— start DATA ROWS —
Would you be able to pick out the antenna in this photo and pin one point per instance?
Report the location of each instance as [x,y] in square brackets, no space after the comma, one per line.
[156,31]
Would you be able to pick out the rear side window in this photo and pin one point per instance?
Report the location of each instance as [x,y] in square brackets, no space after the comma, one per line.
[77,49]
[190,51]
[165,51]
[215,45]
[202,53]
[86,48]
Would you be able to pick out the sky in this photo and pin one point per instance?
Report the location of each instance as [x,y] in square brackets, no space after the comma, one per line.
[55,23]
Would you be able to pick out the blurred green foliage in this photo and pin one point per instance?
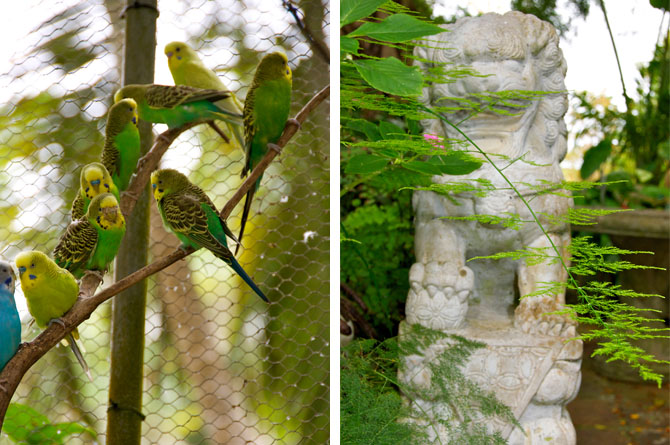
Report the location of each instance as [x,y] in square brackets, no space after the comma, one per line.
[634,145]
[27,426]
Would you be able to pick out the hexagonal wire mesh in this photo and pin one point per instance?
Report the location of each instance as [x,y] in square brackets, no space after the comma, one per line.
[221,366]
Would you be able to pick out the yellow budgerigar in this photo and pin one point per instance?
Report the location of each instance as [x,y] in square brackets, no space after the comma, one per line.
[50,292]
[187,69]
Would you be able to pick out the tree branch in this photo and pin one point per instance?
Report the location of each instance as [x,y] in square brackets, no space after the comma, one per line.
[30,352]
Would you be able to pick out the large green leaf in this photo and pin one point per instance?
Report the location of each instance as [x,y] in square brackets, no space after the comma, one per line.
[23,424]
[397,28]
[455,162]
[348,45]
[595,156]
[352,10]
[391,76]
[450,163]
[365,163]
[391,131]
[366,127]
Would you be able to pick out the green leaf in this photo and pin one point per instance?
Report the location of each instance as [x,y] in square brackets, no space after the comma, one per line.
[397,28]
[348,45]
[450,163]
[57,433]
[352,10]
[414,126]
[23,424]
[21,420]
[367,163]
[660,4]
[391,131]
[595,156]
[391,76]
[422,167]
[366,127]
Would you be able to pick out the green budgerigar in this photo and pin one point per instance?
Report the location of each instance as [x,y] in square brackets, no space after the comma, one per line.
[92,242]
[266,110]
[50,292]
[189,213]
[177,105]
[94,180]
[122,142]
[187,69]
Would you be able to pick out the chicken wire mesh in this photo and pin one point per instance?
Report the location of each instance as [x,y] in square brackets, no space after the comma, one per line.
[220,366]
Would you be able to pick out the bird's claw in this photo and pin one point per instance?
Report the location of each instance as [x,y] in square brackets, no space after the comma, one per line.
[162,137]
[96,273]
[143,159]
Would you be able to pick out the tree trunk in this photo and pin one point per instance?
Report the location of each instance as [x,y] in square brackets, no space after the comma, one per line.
[124,423]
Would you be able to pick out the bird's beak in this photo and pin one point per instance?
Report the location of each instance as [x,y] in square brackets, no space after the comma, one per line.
[110,213]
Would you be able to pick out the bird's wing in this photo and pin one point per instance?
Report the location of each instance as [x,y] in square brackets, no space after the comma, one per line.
[164,96]
[185,215]
[76,245]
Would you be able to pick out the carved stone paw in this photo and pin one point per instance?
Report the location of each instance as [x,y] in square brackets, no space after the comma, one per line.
[534,316]
[438,296]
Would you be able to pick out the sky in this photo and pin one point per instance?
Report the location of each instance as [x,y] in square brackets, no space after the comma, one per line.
[587,47]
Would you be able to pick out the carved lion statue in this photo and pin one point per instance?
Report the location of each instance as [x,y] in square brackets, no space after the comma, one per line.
[527,141]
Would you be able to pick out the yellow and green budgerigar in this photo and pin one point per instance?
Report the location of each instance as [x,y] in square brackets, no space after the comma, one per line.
[92,242]
[187,69]
[50,292]
[94,180]
[189,213]
[266,110]
[122,142]
[178,104]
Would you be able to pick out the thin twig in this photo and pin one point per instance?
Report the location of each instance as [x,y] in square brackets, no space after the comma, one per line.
[318,46]
[616,56]
[30,352]
[290,129]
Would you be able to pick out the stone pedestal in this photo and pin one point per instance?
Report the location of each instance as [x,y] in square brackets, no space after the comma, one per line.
[535,375]
[529,361]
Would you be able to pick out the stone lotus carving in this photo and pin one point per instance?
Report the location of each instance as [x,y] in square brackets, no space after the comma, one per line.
[514,52]
[526,362]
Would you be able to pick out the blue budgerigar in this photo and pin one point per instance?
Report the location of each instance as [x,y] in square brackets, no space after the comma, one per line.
[10,323]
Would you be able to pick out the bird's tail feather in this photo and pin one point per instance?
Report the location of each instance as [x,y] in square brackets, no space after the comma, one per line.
[245,215]
[80,357]
[235,129]
[247,279]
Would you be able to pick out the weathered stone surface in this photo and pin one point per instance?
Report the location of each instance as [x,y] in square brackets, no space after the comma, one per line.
[527,361]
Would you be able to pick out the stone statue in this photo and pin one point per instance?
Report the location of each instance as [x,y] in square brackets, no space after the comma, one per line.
[527,362]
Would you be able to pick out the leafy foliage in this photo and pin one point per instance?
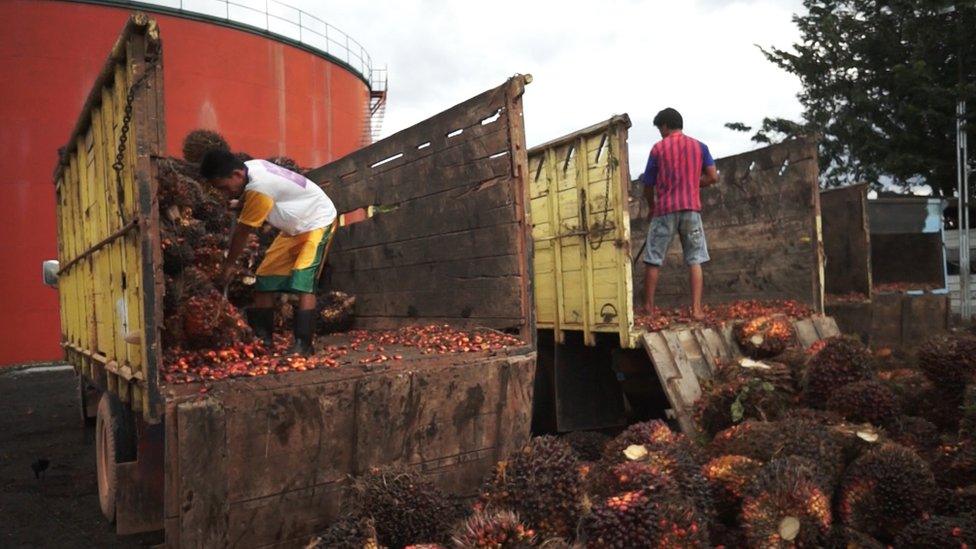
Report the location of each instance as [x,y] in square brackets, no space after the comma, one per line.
[881,79]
— end DATA ROWS —
* PROMPT *
Reproduce the part of the listing that opens with the line containing "Would you be able to pick out the leafy" and runs through the end of the listing, both ends included, with the requests kept as they are. Multiply each point coordinate in the answers by 0.45, round to whole numbers with halves going up, and leave the picture out.

* FINAL RESULT *
Would you be able to pick out the leafy foliage in this photo and pin one point per instance?
Report the location of each instance as [x,y] in square brackets, no space after the comma, one per line.
[396,36]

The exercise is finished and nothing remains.